# [Material]

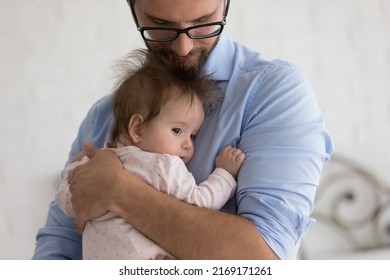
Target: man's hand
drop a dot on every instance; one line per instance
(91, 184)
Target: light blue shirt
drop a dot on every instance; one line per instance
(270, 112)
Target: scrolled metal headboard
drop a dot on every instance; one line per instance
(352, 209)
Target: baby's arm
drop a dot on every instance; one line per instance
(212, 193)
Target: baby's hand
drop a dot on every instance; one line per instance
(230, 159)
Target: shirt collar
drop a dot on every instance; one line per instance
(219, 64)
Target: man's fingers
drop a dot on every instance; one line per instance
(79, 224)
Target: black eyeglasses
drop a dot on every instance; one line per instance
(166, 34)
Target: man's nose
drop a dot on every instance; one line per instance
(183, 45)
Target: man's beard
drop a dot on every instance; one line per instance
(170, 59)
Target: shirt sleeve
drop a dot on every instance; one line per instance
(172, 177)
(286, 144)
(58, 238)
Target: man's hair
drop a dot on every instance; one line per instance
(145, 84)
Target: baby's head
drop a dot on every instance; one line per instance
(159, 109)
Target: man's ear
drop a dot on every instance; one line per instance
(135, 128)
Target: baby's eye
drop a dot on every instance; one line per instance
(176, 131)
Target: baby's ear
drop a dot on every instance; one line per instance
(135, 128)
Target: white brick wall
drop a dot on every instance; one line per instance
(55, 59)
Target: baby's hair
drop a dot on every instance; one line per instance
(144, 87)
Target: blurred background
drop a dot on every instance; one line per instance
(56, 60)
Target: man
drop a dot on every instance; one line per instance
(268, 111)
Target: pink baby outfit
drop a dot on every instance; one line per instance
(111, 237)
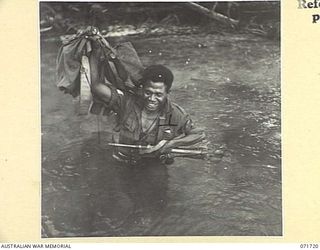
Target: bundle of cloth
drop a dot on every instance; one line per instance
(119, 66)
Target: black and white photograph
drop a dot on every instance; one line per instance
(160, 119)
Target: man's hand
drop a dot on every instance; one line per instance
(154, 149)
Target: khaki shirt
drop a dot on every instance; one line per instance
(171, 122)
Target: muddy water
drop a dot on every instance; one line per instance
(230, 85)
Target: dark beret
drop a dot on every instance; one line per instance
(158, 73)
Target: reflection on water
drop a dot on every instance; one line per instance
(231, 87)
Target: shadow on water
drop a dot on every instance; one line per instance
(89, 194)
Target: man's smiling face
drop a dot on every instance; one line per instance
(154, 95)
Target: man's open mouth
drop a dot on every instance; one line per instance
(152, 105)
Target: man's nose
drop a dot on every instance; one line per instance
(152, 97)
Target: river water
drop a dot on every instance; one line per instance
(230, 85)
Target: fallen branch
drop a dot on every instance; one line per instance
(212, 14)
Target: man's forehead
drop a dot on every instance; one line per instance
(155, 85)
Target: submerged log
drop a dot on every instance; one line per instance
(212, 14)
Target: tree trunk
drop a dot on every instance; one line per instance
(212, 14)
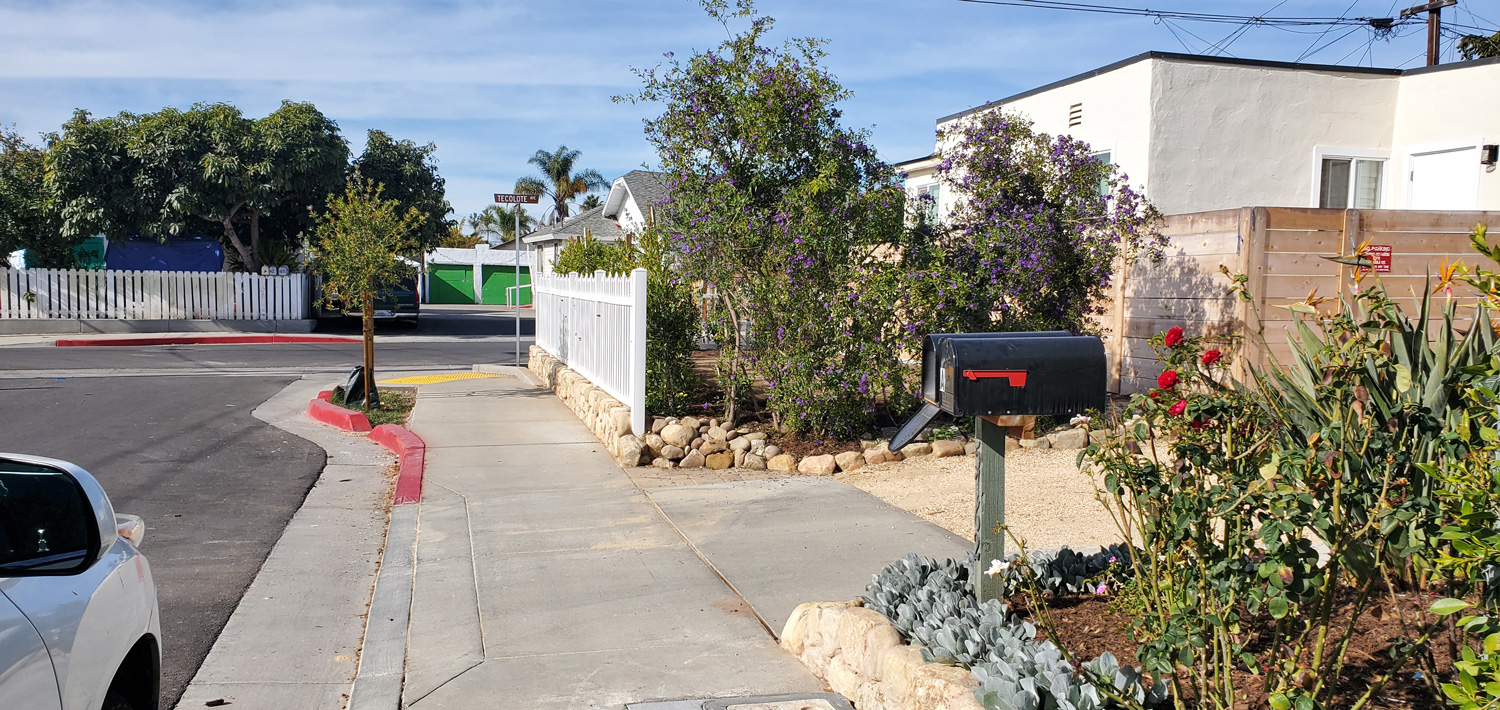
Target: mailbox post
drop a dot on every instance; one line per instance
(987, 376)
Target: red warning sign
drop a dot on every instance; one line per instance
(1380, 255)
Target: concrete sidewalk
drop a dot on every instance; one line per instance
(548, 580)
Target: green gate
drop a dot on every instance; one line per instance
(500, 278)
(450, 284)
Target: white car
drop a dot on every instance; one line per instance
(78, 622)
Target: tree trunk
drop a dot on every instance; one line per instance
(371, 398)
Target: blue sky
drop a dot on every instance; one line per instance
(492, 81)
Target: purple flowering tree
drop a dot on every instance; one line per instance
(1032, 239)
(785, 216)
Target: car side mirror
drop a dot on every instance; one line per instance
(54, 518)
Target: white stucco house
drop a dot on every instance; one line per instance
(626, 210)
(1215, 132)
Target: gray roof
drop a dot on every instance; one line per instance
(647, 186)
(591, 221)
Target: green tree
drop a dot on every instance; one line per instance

# [Set problem]
Output only the lines from the line that contains "Target: submerged log" through the end of the material, both ends included, and skip every picture.

# [Task answer]
Target: submerged log
drop a dot on every instance; one line per instance
(212, 14)
Target: tree trunk
drop a dot on every instance; one line per instance
(212, 14)
Target: mailbox post
drop a dot on every instance; one line per instance
(987, 376)
Target: red warning sign
drop a dot on every instance; one line per instance
(1380, 255)
Target: concrete sidewalk
drop a dot on every instance; one line per instance
(548, 580)
Target: green gate
drop a dot on every instance; one line per instance
(500, 278)
(450, 284)
Target: white car
drop a dot on every instance; one line per instance
(78, 622)
Target: tree trunk
drop a dot on every instance; one line per instance
(371, 398)
Target: blue sky
drop a dot on every instance; one line per instance
(492, 81)
Target: purple flowering tree
drop a dot on every instance; one line per instance
(1032, 239)
(785, 216)
Target: car side mirror
drop a dot on every instance; one line per instance
(54, 518)
Target: white stucco house
drop a dot on every instance; one line per instance
(626, 210)
(1215, 132)
Target: gray roof
drop a dot on every instance; one line per instance
(647, 186)
(591, 221)
Target: green tree
drop a dot on every instance; one line per instance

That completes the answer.